[START]

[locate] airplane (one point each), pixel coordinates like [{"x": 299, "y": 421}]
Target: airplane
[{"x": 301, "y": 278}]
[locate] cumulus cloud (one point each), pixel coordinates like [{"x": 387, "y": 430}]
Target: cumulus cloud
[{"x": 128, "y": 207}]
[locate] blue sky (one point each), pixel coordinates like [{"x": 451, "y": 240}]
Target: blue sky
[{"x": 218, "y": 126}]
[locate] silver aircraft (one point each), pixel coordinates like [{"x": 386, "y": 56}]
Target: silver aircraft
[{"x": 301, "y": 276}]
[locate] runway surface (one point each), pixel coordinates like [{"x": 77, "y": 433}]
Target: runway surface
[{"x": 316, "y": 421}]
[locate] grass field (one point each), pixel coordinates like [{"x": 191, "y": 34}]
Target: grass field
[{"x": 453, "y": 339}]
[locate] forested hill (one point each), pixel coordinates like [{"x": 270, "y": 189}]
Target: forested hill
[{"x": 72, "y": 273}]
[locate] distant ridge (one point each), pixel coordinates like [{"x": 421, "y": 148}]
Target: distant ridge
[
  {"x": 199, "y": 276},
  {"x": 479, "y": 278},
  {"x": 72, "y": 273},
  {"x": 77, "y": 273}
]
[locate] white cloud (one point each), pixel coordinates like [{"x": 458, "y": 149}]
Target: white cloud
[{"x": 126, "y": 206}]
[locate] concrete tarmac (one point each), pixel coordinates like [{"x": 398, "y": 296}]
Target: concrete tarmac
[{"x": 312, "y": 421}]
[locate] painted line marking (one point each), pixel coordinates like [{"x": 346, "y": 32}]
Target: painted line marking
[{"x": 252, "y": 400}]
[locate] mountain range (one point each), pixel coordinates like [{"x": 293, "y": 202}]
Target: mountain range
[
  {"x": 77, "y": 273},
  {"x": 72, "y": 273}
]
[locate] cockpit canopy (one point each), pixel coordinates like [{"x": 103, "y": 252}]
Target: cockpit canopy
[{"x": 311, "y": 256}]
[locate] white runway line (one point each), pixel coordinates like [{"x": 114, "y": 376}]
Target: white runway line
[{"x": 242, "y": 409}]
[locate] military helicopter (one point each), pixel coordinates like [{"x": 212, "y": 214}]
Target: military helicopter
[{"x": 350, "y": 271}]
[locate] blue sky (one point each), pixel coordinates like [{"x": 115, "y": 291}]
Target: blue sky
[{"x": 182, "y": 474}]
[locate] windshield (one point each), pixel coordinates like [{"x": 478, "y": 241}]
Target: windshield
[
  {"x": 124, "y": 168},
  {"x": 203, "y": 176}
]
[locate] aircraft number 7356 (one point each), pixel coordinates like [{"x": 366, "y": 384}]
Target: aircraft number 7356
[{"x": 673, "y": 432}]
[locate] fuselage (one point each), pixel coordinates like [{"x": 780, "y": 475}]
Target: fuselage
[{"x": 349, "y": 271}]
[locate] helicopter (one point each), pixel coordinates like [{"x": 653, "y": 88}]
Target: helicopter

[END]

TASK TO CARRY OUT:
Take every line from the one containing "[locate] white runway" to the end of the listing and output it exactly, with nothing else.

CORRECT RESPONSE:
[locate] white runway line (one point each), pixel coordinates like [{"x": 114, "y": 376}]
Target: white runway line
[{"x": 242, "y": 409}]
[locate] military helicopter (one point each), pixel coordinates like [{"x": 212, "y": 214}]
Target: military helicopter
[{"x": 350, "y": 271}]
[locate] blue sky (one point each), pixel coordinates like [{"x": 115, "y": 291}]
Target: blue sky
[{"x": 182, "y": 474}]
[locate] windshield (one point each), pixel coordinates like [{"x": 478, "y": 241}]
Target: windshield
[
  {"x": 124, "y": 168},
  {"x": 203, "y": 176}
]
[locate] aircraft number 7356 (one point each), pixel coordinates like [{"x": 366, "y": 384}]
Target: aircraft number 7356
[{"x": 673, "y": 432}]
[locate] fuselage (one point each), pixel coordinates like [{"x": 780, "y": 475}]
Target: fuselage
[{"x": 349, "y": 271}]
[locate] helicopter (one point each), pixel coordinates like [{"x": 653, "y": 88}]
Target: helicopter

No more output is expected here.